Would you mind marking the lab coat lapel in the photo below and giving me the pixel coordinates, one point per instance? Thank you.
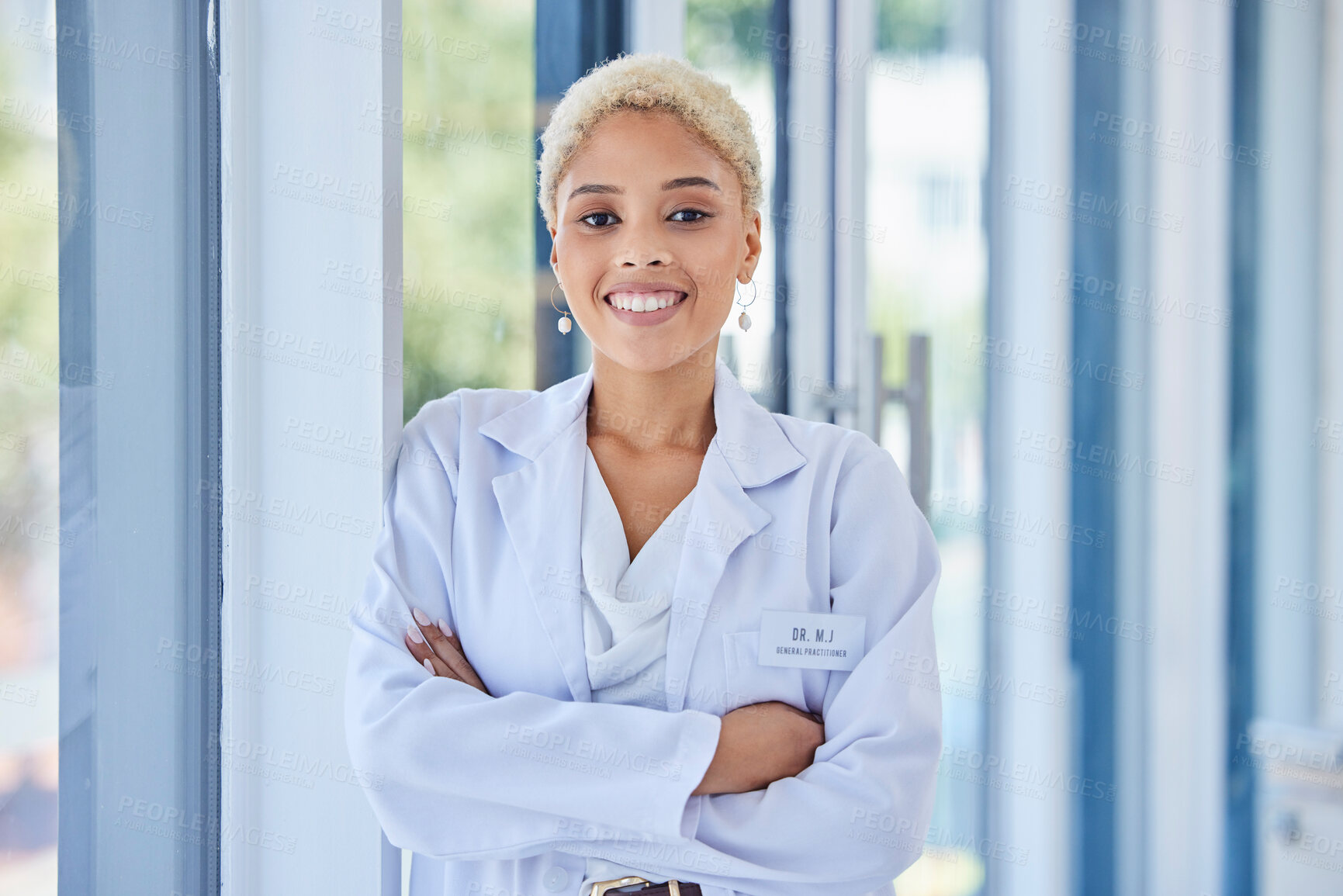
(722, 517)
(749, 450)
(542, 503)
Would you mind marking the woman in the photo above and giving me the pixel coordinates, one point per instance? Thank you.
(635, 628)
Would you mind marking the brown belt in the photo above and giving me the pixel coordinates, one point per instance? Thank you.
(670, 888)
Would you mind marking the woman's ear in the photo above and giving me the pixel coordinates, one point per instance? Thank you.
(753, 246)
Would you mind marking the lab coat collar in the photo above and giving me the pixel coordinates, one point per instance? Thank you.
(549, 429)
(749, 438)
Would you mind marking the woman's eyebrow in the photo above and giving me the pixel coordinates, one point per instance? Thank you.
(676, 183)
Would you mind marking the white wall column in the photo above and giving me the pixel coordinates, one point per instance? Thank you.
(1188, 414)
(310, 418)
(1032, 117)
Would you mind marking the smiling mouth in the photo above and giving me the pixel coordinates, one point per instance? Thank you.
(645, 301)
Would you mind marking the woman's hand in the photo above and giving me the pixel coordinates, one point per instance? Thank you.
(759, 745)
(438, 650)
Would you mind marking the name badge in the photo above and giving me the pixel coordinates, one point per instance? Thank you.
(810, 640)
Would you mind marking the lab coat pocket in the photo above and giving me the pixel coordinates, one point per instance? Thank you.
(749, 681)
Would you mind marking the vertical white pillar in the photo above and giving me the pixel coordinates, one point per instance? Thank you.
(312, 410)
(1030, 147)
(1188, 409)
(805, 226)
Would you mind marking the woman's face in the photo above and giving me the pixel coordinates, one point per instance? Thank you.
(649, 216)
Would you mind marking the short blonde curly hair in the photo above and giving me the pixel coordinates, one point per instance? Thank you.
(649, 82)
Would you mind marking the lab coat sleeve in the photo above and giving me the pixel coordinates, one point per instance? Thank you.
(459, 774)
(856, 817)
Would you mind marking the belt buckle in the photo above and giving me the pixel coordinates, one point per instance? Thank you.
(601, 887)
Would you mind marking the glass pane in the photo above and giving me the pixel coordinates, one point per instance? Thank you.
(469, 78)
(29, 536)
(927, 155)
(732, 42)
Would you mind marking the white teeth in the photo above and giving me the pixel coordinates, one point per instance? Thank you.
(645, 301)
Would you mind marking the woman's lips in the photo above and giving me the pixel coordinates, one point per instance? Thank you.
(663, 304)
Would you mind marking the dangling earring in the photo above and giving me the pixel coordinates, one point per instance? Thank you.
(744, 320)
(566, 324)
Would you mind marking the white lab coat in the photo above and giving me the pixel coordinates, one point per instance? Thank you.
(507, 794)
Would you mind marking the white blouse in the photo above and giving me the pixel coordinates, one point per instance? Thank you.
(625, 613)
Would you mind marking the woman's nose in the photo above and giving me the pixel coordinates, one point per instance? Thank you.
(642, 246)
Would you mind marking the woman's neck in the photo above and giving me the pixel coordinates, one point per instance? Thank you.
(659, 413)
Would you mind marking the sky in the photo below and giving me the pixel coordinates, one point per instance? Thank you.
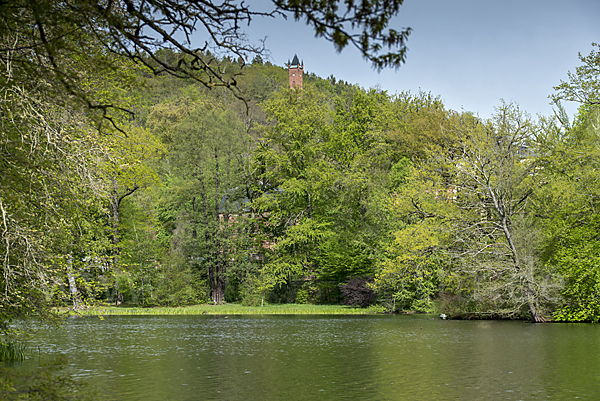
(470, 53)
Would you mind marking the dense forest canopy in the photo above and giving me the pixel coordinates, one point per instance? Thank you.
(137, 170)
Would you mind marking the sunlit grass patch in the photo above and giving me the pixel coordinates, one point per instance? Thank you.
(230, 309)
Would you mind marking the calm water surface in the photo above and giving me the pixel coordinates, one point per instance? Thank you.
(327, 357)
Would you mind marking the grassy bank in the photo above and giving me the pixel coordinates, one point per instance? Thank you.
(230, 309)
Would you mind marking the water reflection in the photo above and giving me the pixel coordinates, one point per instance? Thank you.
(317, 357)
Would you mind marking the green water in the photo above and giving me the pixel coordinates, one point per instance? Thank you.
(328, 358)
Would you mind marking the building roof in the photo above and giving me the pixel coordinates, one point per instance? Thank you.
(295, 63)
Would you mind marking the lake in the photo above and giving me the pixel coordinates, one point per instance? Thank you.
(327, 357)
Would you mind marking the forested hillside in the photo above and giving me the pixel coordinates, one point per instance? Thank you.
(177, 192)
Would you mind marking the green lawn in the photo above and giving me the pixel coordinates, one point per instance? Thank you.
(231, 309)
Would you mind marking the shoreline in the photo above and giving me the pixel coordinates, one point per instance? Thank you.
(225, 309)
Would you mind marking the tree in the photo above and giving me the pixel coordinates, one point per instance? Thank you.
(583, 85)
(493, 173)
(50, 39)
(569, 203)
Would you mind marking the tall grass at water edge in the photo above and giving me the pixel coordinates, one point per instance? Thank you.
(231, 309)
(12, 351)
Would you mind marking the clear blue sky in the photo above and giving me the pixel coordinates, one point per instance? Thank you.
(471, 53)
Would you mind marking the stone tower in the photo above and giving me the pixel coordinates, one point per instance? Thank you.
(295, 70)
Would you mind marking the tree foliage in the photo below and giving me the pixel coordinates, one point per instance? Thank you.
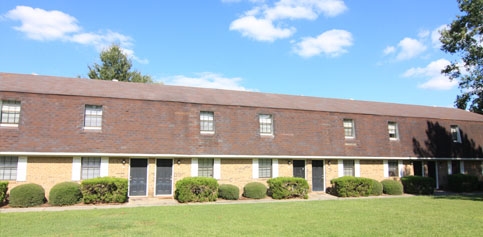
(464, 37)
(116, 65)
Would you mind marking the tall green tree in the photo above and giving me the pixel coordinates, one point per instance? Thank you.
(116, 65)
(464, 37)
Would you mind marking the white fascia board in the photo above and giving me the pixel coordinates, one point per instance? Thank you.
(146, 155)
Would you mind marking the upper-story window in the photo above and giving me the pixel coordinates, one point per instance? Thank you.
(393, 130)
(207, 122)
(455, 133)
(10, 113)
(266, 124)
(93, 117)
(349, 131)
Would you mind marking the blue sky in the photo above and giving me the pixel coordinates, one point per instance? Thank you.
(385, 51)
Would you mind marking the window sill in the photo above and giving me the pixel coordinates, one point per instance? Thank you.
(207, 133)
(8, 125)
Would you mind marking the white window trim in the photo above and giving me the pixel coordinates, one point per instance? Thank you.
(22, 168)
(357, 168)
(217, 168)
(274, 168)
(194, 167)
(104, 169)
(76, 168)
(255, 168)
(352, 126)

◇ ◇ ◇ ◇ ◇

> _WRITTEN TASK_
Each record should be quoted exactly, with the images omitted.

> _OUTPUT FOR THIS EXERCISE_
Would you mind marking the lab coat lapel in the photo below and giving me the pixel coordinates, one point per instance? Thank you.
(722, 517)
(749, 450)
(542, 503)
Would you mind marking the woman in the photo above and giving me the pixel coordinates, one point per instance? Thank you.
(635, 628)
Would you mind marking the brown belt in the photo above and giving me the pixel coordinates, one point per instance? Thank you.
(670, 888)
Would you mind marking the woman's ear in the photo above and giving me the pixel coordinates, one point per instance? Thank you.
(753, 246)
Would you mind marking the lab coat collar in the photo above and giving me the pixel coordinates, one point per instance? Thank you.
(549, 429)
(749, 438)
Would you mind marking the woman's eyebrow in the photo above and giving me the pixel coordinates, one point per instance? Thank you.
(676, 183)
Would you mind marking the white wall column in the photo above and giving me the pixel coordinates, one point per instance? Thank you.
(1188, 414)
(310, 418)
(1032, 117)
Would you mind marking the smiling mouth in the photo above and giving me the pixel coordinates, one point per instance? Thank you.
(645, 301)
Would you mind marking the woman's hand in the photo above and giving me the pixel coordinates, one point per instance? Thank you.
(759, 745)
(438, 650)
Would you mind marking the name badge in the photo above and giving me the pixel coordinates, one point per instance? Thank you.
(810, 640)
Would you mind marking the lab coat pocket in the photo above and giving me the pixel coordinates, one point per instance? Thank you.
(749, 681)
Would you mind marking the vertical white pillar in the photo above and giving me the pixel coordinates, one point per instance? Thank you.
(312, 410)
(1030, 147)
(1188, 409)
(805, 226)
Would you mind marking the woman's face in the photo above and giving me the pixel coordinates, one point per instance? Thank you.
(649, 216)
Would you mind marking the short blonde curly hair in the photo above and giving me the pixel coordinates, one point per instance? Thank you.
(649, 82)
Would you mind marking the lab coat sleeve in the photo above and giving me the pixel coordinates, one point per instance? Thank you.
(459, 774)
(856, 817)
Would you mind marking the belt buckle in the photo above and giving me the pixel coordinates, one point per instance? Thank you.
(601, 887)
Would you mind marking the glass pane in the photo above and giving me the pixel coordinates, one point per instance? Thank you.
(469, 78)
(29, 536)
(927, 155)
(732, 42)
Would you mind marking the white teeth in the photo above and giving me the pixel coordinates, one point per instance? Thank you.
(645, 301)
Would you mind marking the woman's lips in the photo above and giving me the pixel coordinates, one point per instance? Thank you.
(663, 304)
Would you mind marking the dangling earring in the photo above and giving me the pixel coordinates, one point per instance? Thank you.
(744, 320)
(566, 324)
Would you mind marking the white lab coat in the photo above and giving me the pixel coordinates, one point per instance? Thank you.
(507, 794)
Would you mind marking the white blouse in the photo above and giving me the pixel coordinates, one point per instance? Thank you.
(625, 613)
Would you mind marking the woman's nose in the photo above and giving me the pixel coordinates, one point per instance? Thank you.
(642, 246)
Would you mind marking the woman's neck in the photo above and giving me the pixel coordinates, one point per instance? Thank you.
(659, 413)
Would you mind marking the sky in the photo below and giving me the pixel coordinates, one point per instance? Thank you.
(470, 53)
Would you mind marking the dense forest canopy in the photo above and giving me the pixel coordinates, one point per instance? Thank you.
(137, 170)
Would you mind marking the sunlit grass patch in the photo above and giving me the pixel coordinates, one point per instance? Thank you.
(230, 309)
Would you mind marking the calm water surface in the photo above and giving me the pixel coordinates, one point per instance? Thank you.
(327, 357)
Would you mind marking the grassy bank in the photo above and giving me the pixel coordinates, one point per instance? Thank you.
(230, 309)
Would you mind marking the water reflection in the photo above and giving me the pixel coordinates, one point per instance? Thank you.
(317, 357)
Would you mind marking the green water in the photo above and giving me the pixel coordinates, one point per instance? Thank you.
(328, 358)
Would you mind marking the building roof in the photo above and giving me the pixel coordinates, one point per instance? Thank you.
(295, 63)
Would you mind marking the lake in the photo above and giving me the pixel coordinates, one point per instance? Thank you.
(327, 357)
Would you mind marking the forested hillside in the photo above and giving me the pixel coordinates, one point per instance? Thank you.
(177, 192)
Would you mind marking the green lawn in the photo above and giving me the pixel coordinates, one point per instance? Thank you.
(231, 309)
Would you mind marking the shoreline in the photo above and giving me the pixel coordinates, one point per instance? Thank you.
(225, 309)
Would you mind marking the tree in the photo above and giving me the pixel coordinates, one point per instance? Thank you.
(583, 85)
(493, 173)
(50, 39)
(569, 203)
Would you mind marking the tall grass at water edge in the photo above and giving me the pixel coordinates, one point per instance? Thank you.
(231, 309)
(12, 351)
Would you mind marking the clear blue sky in the photo above and giving me the pixel coordinates, one point per instance? Thank you.
(471, 53)
Would you mind marking the stone tower in the photo above and giving me the pixel coordinates, one point per instance? Thank you.
(295, 70)
Would you mind marking the tree foliage in the photo below and giving me the pixel coordinates, one point per instance? Thank you.
(464, 37)
(116, 65)
Would you mind marking the tall green tree in the photo above and giving me the pixel coordinates, one point per instance? Thank you.
(116, 65)
(464, 37)
Would you mind marking the white fascia board in the photo above and giving me the pixel coordinates, one point per instance? Thank you.
(146, 155)
Would you mind marking the upper-story window in the photo above and giving me the pixel coordinates, one point per instance? Thank you.
(393, 130)
(207, 122)
(455, 133)
(10, 113)
(266, 124)
(93, 117)
(349, 131)
Would you mind marking the blue sky in the photo above and giving me the pixel coordinates, one point per instance? Thank you.
(385, 51)
Would you mind marking the window sill in the photo above and giving me the pixel coordinates, one point per instance? Thank you.
(207, 133)
(8, 125)
Would you mind marking the white window trim in the photo above and giving me the pixel coordinates, one point per instance? Thank you.
(22, 168)
(357, 168)
(217, 168)
(274, 168)
(194, 167)
(104, 169)
(76, 168)
(255, 168)
(352, 126)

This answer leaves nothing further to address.